Extracted material:
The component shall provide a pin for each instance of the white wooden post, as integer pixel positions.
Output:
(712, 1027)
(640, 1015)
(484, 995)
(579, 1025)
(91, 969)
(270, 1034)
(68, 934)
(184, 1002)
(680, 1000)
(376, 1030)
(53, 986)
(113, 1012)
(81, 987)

Assignment:
Your reply must consist of the entire listing, repeated word for word.

Response to this exercise:
The component shall provide a pin for each instance of the white wooden post, as integer pixel positions.
Output:
(712, 1027)
(640, 1015)
(484, 995)
(579, 1025)
(91, 969)
(270, 1034)
(68, 934)
(184, 1002)
(680, 1000)
(376, 1030)
(53, 986)
(113, 1012)
(81, 987)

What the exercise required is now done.